# Task instructions
After locating the line with "Question. Provide a point on each instance of the groom's head" in the records below, print it and every line after it exactly.

# Data shown
-*-*-

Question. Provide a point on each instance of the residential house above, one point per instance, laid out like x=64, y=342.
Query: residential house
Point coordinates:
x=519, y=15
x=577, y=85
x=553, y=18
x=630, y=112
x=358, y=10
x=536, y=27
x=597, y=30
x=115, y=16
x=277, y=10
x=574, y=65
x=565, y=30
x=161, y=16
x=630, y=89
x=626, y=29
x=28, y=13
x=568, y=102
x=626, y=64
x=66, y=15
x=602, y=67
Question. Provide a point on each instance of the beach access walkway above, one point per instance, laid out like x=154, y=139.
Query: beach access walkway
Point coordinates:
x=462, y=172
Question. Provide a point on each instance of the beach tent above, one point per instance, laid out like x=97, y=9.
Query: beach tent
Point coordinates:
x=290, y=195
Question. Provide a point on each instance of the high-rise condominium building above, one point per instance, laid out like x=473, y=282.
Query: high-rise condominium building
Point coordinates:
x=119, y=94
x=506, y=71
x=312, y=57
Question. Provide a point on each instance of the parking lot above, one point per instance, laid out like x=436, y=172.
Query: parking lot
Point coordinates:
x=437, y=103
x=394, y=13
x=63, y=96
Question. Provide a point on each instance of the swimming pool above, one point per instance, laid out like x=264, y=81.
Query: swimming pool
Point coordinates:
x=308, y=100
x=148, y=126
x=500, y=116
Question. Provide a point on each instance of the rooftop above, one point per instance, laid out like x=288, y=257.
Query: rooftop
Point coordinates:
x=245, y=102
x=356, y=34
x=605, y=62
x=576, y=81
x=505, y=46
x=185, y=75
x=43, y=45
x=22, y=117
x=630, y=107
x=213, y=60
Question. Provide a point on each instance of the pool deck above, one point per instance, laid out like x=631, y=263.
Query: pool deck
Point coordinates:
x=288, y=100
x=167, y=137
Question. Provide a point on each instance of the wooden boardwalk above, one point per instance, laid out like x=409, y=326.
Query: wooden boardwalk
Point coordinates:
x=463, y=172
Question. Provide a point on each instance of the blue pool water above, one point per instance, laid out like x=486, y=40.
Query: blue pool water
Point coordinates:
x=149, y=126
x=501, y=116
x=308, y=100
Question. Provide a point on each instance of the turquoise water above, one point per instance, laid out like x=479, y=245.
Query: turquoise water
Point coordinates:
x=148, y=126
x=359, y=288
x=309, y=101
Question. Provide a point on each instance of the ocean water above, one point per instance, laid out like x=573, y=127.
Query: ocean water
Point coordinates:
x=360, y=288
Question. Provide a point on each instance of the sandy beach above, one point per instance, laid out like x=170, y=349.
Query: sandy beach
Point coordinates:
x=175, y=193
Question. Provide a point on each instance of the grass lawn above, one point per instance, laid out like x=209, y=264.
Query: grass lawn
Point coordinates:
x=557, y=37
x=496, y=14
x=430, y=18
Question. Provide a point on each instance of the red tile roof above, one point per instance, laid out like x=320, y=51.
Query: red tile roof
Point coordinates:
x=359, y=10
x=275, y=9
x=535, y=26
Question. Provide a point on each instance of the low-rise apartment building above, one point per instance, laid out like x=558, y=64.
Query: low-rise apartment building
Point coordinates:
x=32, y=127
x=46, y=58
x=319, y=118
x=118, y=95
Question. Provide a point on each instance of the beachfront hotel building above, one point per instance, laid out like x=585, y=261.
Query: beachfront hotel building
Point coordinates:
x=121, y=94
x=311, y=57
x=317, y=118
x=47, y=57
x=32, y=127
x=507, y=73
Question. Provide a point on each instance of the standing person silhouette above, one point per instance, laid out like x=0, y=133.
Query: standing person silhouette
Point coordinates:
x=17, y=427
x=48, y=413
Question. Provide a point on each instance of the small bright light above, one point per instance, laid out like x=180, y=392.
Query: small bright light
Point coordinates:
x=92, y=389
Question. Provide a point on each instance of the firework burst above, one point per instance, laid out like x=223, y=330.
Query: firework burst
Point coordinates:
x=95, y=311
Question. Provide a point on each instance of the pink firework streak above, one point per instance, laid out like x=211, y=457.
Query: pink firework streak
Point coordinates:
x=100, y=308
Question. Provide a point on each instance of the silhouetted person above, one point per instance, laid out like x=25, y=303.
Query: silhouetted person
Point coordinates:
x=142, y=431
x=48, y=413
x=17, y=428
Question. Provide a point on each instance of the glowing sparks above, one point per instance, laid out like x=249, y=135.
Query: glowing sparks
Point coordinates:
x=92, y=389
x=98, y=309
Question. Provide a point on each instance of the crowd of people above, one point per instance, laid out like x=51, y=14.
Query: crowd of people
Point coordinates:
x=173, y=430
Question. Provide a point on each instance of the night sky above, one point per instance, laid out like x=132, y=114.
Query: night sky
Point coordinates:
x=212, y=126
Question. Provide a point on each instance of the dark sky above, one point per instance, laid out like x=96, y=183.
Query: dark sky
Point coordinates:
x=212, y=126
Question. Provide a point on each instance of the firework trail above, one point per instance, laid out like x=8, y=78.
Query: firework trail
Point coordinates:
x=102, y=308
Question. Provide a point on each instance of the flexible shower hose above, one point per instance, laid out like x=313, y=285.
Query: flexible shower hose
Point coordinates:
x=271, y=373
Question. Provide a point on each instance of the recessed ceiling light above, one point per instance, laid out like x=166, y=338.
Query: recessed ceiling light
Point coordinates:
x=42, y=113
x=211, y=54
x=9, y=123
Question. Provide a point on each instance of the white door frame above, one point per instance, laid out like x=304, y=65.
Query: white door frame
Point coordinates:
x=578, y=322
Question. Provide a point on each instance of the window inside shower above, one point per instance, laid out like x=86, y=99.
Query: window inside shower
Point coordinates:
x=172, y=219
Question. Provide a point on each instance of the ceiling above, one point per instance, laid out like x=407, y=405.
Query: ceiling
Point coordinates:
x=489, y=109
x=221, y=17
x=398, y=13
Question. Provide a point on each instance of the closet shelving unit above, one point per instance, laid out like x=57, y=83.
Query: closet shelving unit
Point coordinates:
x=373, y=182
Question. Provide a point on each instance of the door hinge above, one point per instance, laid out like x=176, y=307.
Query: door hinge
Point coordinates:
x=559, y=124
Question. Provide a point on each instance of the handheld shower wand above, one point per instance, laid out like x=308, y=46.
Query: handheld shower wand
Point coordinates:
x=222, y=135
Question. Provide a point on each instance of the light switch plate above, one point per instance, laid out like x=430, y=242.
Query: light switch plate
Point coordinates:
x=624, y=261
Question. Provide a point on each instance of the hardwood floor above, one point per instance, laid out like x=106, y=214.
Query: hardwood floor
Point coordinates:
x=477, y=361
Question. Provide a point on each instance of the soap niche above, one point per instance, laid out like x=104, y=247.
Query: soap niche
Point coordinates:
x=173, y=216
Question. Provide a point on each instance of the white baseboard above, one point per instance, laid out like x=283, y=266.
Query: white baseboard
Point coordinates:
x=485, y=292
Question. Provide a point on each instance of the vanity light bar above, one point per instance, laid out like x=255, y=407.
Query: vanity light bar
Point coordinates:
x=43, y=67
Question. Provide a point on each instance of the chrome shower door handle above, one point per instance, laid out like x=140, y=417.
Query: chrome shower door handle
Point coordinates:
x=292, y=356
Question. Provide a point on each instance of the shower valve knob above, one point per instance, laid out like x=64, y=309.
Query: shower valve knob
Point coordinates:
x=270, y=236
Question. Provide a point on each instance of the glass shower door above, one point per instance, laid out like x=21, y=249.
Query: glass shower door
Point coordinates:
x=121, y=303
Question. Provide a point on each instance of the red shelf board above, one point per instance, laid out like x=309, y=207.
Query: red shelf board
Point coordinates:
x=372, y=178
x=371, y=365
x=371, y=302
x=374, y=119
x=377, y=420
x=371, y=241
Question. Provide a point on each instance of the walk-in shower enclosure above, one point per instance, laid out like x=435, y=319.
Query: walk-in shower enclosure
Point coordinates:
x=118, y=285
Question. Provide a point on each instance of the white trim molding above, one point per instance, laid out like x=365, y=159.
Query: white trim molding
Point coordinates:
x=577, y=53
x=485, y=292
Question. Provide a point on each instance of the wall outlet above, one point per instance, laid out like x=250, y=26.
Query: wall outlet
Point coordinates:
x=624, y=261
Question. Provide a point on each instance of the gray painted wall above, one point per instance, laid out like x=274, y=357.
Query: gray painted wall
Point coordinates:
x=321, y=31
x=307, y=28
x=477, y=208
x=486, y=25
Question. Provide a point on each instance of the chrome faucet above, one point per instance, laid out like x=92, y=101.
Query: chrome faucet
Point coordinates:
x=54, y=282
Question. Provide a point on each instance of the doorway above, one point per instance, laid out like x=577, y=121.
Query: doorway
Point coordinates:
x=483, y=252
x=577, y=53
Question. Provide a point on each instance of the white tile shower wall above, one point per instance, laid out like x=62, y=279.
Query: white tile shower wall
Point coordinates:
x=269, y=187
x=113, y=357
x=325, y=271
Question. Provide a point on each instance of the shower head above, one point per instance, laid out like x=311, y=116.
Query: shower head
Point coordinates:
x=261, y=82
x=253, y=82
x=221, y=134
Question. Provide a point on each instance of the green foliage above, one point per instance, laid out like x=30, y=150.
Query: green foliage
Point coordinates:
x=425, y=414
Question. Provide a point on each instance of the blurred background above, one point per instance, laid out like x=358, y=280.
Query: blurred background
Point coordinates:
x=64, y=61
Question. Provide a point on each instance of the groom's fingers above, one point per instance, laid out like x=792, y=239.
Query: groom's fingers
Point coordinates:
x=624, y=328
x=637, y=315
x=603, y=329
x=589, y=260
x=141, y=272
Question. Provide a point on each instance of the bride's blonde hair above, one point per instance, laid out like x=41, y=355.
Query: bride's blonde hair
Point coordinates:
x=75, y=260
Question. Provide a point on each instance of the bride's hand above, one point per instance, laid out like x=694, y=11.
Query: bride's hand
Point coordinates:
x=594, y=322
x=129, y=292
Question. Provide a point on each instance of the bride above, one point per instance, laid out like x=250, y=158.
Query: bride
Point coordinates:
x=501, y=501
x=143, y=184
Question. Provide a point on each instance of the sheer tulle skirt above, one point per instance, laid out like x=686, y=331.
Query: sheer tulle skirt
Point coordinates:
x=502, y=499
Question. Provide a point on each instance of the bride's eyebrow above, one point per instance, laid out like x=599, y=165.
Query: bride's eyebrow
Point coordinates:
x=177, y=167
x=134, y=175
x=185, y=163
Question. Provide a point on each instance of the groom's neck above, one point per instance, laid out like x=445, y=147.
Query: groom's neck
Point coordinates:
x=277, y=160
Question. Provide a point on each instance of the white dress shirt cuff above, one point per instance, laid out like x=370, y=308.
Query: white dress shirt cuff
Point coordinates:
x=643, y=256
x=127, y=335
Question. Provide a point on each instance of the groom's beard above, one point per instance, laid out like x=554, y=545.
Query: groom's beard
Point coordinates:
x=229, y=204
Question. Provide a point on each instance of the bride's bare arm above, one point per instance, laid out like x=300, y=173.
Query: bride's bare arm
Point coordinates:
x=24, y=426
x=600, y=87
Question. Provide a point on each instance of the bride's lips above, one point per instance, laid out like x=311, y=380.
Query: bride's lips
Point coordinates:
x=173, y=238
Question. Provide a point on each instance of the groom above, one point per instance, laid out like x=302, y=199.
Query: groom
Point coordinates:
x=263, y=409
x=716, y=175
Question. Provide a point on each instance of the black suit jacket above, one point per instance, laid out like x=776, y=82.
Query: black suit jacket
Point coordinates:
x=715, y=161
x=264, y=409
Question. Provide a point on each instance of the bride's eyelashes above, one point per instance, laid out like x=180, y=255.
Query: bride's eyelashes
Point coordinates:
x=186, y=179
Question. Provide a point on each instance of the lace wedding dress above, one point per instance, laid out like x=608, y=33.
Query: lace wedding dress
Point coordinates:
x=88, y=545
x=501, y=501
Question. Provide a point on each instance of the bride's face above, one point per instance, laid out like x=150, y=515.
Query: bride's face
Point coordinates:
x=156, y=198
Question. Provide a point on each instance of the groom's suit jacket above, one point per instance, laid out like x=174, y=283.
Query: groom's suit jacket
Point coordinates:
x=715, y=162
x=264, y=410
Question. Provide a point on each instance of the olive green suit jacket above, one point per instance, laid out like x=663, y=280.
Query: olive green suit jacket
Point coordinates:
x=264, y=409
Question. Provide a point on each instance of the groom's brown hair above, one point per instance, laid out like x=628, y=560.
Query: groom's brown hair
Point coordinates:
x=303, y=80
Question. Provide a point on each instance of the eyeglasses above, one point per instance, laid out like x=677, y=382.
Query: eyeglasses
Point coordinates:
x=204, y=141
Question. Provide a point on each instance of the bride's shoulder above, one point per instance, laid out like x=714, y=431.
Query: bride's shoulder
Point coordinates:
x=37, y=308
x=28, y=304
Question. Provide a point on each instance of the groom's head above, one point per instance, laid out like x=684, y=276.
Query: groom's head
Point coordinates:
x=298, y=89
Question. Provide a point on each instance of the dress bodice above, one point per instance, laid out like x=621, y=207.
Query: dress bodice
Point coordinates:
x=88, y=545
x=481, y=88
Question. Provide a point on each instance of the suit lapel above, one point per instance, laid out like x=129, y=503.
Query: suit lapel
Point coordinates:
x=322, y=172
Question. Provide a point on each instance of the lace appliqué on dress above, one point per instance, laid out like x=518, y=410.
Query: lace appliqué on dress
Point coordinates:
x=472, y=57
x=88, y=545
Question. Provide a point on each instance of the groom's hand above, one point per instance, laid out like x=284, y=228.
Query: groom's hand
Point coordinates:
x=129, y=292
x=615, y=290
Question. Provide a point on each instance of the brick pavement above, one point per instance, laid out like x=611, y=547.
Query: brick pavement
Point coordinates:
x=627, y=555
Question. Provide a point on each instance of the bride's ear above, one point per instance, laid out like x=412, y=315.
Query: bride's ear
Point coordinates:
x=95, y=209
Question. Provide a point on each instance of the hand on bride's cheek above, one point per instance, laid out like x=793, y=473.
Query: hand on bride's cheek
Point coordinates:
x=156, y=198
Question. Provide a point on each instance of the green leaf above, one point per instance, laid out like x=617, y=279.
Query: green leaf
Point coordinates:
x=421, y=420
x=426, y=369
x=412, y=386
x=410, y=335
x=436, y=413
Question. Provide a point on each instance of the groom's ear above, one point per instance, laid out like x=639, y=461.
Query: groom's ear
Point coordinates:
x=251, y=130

-*-*-

# Written response
Question. Provide a point on each instance of the groom's head above, one point per instance, laid out like x=684, y=276.
Query: groom's head
Point coordinates:
x=298, y=89
Question. Provide a point on each instance of the dress bodice above, one point per instance, laid out like x=621, y=207.
Query: dress bodice
Point coordinates:
x=88, y=545
x=481, y=88
Question. Provide a point on each instance of the suit lapel above, one point per instance, laid out like x=129, y=503.
Query: suit lapel
Point coordinates:
x=322, y=172
Question. Provide a point on each instance of the lace appliqué on dress above, one point per instance, laid out like x=518, y=410.
Query: lace appliqué on dress
Point coordinates:
x=472, y=57
x=88, y=545
Question. Provide a point on each instance of the groom's hand above, one point per instance, laid out like x=284, y=228.
Query: groom's hand
Point coordinates:
x=129, y=292
x=615, y=290
Question. Provide a point on each instance of the brick pavement above, one point per instance, laid out like x=611, y=547.
Query: brick pavement
Point coordinates:
x=627, y=555
Question. Provide a point on each instance of the bride's ear above, one point per instance, laid out like x=412, y=315.
Query: bride's ear
Point coordinates:
x=95, y=209
Question. Provide a point on each instance of the hand on bride's cheek above, one point per instance, laid out like x=793, y=473.
Query: hand on bride's cheek
Point coordinates:
x=156, y=198
Question. Provide a point on each instance of the green leaf above, one point per instance, laid out like x=617, y=279.
Query: green leaf
Point coordinates:
x=421, y=420
x=426, y=369
x=412, y=386
x=410, y=335
x=436, y=413
Question. Provide a point on each instance of the groom's ear above, one point per instance, laid out like x=639, y=461.
Query: groom's ear
Point coordinates:
x=251, y=130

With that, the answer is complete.